* [Supplied text]
▽
So that's a resounding "yes" from FriFlo...anyone else?


----------



## The Darris (Mar 10, 2015)

No. I did this last year and it is a complete waste of time. Be weary of any competition you have to pay to play. I didn't do this to win, I did it to get experience and learn something for which it was absolutely a waste of my time. I learned nothing aside from the fact that having a director/composer relationship is a must, not to mention some sense of sound design to help feel the over all pace and atmosphere. If you are really looking to get some experience working with picture, you are better off finding a move without a score to work on. If that doesn't sound interesting enough, check out your local film schools and get in touch with the professors to help get you connected with students who need music for their films. This is how you gain experience early on, and you also get to meet tons of cool people in the process. 

Good luck.

-Chris


----------



## SaintDufus (Mar 10, 2015)

The Darris @ Tue Mar 10 said:


> No. I did this last year and it is a complete waste of time. Be weary of any competition you have to pay to play. I didn't do this to win, I did it to get experience and learn something for which it was absolutely a waste of my time. I learned nothing aside from the fact that having a director/composer relationship is a must, not to mention some sense of sound design to help feel the over all pace and atmosphere. If you are really looking to get some experience working with picture, you are better off finding a move without a score to work on. If that doesn't sound interesting enough, check out your local film schools and get in touch with the professors to help get you connected with students who need music for their films. This is how you gain experience early on, and you also get to meet tons of cool people in the process.
> 
> Good luck.
> 
> -Chris



Chris, this is a very interesting response, and I would like to ask you more about it.
△
Carry the forum thread about the pay-to-enter film-scoring competition forward from its final post.

* [Dataset excerpt]
▽
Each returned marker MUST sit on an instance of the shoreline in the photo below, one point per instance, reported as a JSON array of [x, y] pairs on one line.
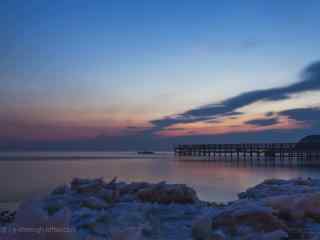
△
* [The result]
You say you didn't enter the contest to win, but only to learn and gain experience. I think that's a great reason to do it, and I can't imagine you didn't learn anything from the process (other than the the cynical "lessons" you cite as proof that you learned nothing).

Didn't the process of scoring a film teach you anything about scoring a film? How could you go through a months-long creative process like that, and not learn or gain anything useful from it?

Maybe I'm just still too "green" to be as jaded as you sound, but scoring this film was one of the funnest and instructive composing experiences I've had. I would do it again in a heartbeat, and I can't wait for next year's version.

But as FriFlo said: to each his own. I don't mean to disparage your experience, it's just hard for me to believe you learned nothing at all from it. For me it was a learning bonanza.


----------



## Jdiggity1 (Mar 10, 2015)

I entered.
I had a few days with no work, so it was a great way to keep me writing.
Even if I don't place as finalist, I won't consider it a waste of time. It was a great exercise in writing in a style I am completely new to.
There was a freedom about it, knowing that If I stuffed it up, no harm done.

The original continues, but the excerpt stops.